(Recorded data)

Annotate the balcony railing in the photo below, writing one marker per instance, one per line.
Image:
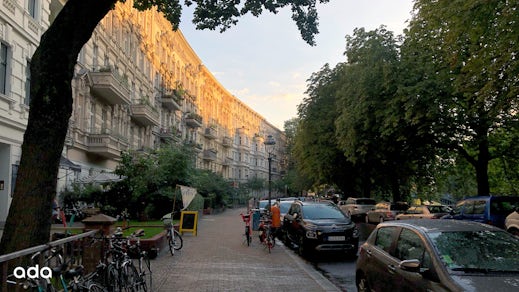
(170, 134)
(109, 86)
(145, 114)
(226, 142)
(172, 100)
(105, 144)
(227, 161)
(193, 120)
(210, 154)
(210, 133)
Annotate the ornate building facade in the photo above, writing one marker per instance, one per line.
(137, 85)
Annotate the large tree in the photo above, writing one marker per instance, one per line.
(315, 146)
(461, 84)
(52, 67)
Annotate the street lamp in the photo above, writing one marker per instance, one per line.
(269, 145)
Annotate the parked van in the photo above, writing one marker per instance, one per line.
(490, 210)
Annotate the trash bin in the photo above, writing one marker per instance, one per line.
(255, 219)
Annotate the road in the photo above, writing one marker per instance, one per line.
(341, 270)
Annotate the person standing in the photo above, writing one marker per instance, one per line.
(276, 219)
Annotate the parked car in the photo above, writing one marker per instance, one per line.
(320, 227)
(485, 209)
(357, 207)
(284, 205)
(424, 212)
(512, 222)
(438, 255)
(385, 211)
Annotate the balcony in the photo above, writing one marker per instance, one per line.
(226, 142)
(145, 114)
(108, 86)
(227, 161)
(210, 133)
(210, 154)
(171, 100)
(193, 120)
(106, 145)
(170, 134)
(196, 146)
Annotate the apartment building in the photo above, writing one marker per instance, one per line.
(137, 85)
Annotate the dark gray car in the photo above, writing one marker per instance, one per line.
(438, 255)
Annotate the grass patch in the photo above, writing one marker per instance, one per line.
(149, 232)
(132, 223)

...

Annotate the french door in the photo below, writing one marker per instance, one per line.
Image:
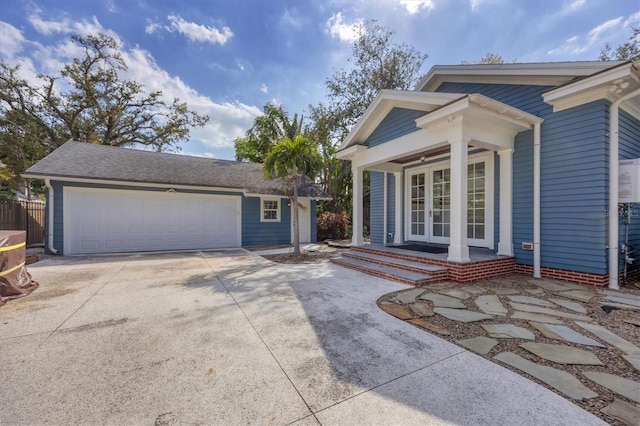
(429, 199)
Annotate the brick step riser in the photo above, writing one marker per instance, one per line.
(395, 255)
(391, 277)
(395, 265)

▶ [TASK]: The lines to copy are those above that contain the string "below".

▶ [EXERCISE OUTPUT]:
Annotate the balcony railing in the photo below, writing one marker per instance, one per line.
Annotate the french door in the photo below, writing one marker per instance, one per line.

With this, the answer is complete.